Take the listing below and print exactly the lines starting at the line containing "Target: white vanity cabinet" and ending at the line containing "of the exposed", both ends included, and no others.

|---|

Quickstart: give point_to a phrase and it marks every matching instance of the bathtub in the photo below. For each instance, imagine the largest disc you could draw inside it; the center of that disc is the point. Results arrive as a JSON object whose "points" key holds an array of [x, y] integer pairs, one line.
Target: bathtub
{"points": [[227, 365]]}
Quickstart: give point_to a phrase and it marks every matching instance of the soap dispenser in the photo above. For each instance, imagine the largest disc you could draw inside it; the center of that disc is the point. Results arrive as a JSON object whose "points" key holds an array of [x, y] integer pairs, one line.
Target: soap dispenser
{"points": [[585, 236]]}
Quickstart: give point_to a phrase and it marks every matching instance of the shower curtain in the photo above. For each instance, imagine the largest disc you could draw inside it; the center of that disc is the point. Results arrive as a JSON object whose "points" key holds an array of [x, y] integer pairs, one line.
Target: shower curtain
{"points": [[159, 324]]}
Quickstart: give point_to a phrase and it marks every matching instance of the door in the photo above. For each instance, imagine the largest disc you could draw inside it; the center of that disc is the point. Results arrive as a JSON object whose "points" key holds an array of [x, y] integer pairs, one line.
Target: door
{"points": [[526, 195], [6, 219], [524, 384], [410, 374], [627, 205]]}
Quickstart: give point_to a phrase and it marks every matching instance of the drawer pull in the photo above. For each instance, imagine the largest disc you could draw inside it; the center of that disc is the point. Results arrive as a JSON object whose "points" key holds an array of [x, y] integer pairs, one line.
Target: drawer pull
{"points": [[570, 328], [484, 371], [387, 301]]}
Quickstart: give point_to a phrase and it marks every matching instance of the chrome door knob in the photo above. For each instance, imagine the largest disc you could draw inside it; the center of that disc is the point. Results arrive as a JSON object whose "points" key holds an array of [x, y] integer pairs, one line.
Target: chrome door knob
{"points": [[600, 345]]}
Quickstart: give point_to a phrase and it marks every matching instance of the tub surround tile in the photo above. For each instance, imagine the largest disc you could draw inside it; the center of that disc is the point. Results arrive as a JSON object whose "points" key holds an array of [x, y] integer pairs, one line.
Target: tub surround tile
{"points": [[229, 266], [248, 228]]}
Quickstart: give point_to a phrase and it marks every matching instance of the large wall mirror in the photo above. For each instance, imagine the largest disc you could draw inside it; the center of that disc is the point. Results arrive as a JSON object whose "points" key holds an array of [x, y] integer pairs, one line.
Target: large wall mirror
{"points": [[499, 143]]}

|---|

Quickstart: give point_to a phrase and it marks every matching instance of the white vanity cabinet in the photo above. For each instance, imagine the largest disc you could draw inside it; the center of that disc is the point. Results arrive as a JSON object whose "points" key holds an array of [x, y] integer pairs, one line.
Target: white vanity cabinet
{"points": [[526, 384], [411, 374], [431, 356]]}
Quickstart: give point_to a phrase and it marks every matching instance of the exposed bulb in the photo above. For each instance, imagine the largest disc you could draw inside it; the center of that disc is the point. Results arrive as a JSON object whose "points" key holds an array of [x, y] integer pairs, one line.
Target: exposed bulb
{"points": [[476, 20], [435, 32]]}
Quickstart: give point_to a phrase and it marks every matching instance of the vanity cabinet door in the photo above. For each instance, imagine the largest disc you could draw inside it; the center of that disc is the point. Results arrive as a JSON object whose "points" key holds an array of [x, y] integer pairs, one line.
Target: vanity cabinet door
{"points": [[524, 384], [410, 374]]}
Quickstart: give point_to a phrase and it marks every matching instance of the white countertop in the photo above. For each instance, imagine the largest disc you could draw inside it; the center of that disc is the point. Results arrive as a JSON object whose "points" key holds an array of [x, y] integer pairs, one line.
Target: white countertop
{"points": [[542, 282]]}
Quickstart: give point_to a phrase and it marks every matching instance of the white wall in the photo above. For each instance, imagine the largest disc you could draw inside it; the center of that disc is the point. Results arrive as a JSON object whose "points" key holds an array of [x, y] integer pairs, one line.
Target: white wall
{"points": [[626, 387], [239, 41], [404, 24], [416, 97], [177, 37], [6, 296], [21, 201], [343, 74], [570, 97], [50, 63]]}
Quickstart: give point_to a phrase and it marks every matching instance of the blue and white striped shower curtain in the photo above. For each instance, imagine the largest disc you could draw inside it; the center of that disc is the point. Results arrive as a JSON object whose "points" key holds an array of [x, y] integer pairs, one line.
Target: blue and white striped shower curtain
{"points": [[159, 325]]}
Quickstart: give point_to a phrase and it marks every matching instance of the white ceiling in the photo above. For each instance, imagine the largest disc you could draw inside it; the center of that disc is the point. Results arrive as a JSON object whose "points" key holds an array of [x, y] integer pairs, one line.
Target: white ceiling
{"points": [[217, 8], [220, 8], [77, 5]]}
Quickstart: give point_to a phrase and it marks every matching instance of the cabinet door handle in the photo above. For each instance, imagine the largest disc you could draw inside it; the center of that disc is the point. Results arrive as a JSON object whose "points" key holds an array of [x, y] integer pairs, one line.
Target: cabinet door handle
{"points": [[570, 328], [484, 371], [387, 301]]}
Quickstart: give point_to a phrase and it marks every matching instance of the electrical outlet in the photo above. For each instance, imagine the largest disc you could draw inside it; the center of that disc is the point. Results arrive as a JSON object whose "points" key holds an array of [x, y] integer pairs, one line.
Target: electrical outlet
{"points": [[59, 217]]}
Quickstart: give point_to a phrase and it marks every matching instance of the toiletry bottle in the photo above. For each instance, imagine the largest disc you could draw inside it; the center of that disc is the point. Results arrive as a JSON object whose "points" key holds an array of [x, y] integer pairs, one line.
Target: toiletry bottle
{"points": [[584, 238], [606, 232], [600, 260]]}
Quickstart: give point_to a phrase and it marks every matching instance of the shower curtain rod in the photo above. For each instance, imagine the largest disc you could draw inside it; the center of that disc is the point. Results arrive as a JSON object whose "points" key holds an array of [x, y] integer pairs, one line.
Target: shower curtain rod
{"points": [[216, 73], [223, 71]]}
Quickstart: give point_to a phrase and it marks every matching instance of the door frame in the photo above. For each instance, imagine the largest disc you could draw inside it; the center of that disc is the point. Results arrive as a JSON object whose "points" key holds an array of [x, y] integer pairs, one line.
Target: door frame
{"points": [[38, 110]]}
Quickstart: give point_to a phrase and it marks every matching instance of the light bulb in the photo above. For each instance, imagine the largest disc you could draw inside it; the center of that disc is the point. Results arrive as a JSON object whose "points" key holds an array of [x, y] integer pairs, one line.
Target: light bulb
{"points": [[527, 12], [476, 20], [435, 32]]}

|---|

WRITTEN RESPONSE:
Target: white vanity cabinet
{"points": [[526, 384], [411, 374], [431, 356]]}
Quickstart: give point_to a phrase and it marks every matching instance of the exposed bulb in the photo above. For each instance, imagine the largest disc you could draw inside it; the center of that disc is the point. Results arrive as a JSON object whose "points" key holds an array of [x, y] integer pairs, one line.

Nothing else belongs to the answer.